## Task 1
Summarize the Newtown Creek text in two sentences.
## Task 2
Answer each question below from the Newtown Creek text, one answer per line.
(a) What was the barge filled with?
(b) How deep was the water over the sunken barge?
(c) In what place was the Newtown Creek Alliance press event held?
## Task 3
Transcribe the Newtown Creek text from "So, a few weeks" up to and including "its feature set.".

## Text shown
*-*-*

So, a few weeks back, a barge sunk into the gelatinous waters of the gregarious Newtown Creek. This isn’t the first time, won’t be the last, this sort of thing happens. Nothing nasty got released into the water, the barge was filled with rock and sand. Saying all that, it’s quite the pickle raising a barge sitting under 20-30 feet of water, and it requires specialized gear and a crew of experts. Luckily, NY Harbor being NY Harbor, there are a couple of outfits which will rent you the equipment and help you hire the experts needed to operate their stuff.

That’s capitalism for ya, huh? There’s a solution to every problem, if the price is right. Given the times we live in – that’s not a critique of our grandiose economic system, rather it’s an appreciative comment on a part of its feature set.

– photo by Mitch Waxman

Lucky for a humble narrator, this particular barge went down in a spot nearby a location which I’ve got access to over in the Greenpoint section of Brooklyn. After attending a Newtown Creek Alliance press event in Maspeth earlier in the day, which involved a couple of Congress members and a gaggle of local “electeds,” I hitched a ride back to Greenpoint and got busy.

*-*-*

## Record excerpts
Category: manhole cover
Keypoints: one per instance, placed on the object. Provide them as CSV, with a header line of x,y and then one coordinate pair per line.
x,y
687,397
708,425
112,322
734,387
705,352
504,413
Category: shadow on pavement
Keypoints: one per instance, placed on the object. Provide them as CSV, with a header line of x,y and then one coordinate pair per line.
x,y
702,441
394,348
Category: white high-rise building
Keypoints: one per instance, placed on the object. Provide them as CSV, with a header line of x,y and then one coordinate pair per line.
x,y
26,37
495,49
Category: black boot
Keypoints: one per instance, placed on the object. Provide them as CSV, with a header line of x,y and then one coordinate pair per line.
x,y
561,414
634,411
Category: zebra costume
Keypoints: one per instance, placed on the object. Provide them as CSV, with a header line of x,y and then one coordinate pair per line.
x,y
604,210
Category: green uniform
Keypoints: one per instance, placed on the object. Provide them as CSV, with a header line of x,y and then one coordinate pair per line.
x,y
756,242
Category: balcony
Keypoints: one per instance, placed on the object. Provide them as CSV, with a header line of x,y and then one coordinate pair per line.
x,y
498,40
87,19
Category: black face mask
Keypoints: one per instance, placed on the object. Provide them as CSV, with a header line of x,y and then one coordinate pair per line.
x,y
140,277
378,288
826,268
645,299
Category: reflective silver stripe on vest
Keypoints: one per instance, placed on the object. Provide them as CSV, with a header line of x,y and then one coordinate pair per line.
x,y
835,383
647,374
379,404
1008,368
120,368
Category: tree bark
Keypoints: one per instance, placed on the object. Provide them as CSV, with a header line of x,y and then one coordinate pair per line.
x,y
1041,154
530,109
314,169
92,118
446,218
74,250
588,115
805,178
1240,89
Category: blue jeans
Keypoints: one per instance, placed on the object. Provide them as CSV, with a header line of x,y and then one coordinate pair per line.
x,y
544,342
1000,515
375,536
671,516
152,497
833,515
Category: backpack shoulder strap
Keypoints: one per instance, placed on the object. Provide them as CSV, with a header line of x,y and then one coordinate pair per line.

*-*-*

## Task answer 1
A barge filled with rock and sand sank in Newtown Creek a few weeks earlier without releasing anything nasty, but raising it from under 20-30 feet of water requires specialized gear and a crew of experts, which outfits in NY Harbor can supply. The barge went down near a location in Greenpoint that the narrator has access to, and after a Newtown Creek Alliance press event in Maspeth, the narrator hitched a ride back to Greenpoint and got busy.

## Task answer 2
(a) Rock and sand.
(b) 20-30 feet.
(c) Maspeth.

## Task answer 3
So, a few weeks back, a barge sunk into the gelatinous waters of the gregarious Newtown Creek. This isn’t the first time, won’t be the last, this sort of thing happens. Nothing nasty got released into the water, the barge was filled with rock and sand. Saying all that, it’s quite the pickle raising a barge sitting under 20-30 feet of water, and it requires specialized gear and a crew of experts. Luckily, NY Harbor being NY Harbor, there are a couple of outfits which will rent you the equipment and help you hire the experts needed to operate their stuff.

That’s capitalism for ya, huh? There’s a solution to every problem, if the price is right. Given the times we live in – that’s not a critique of our grandiose economic system, rather it’s an appreciative comment on a part of its feature set.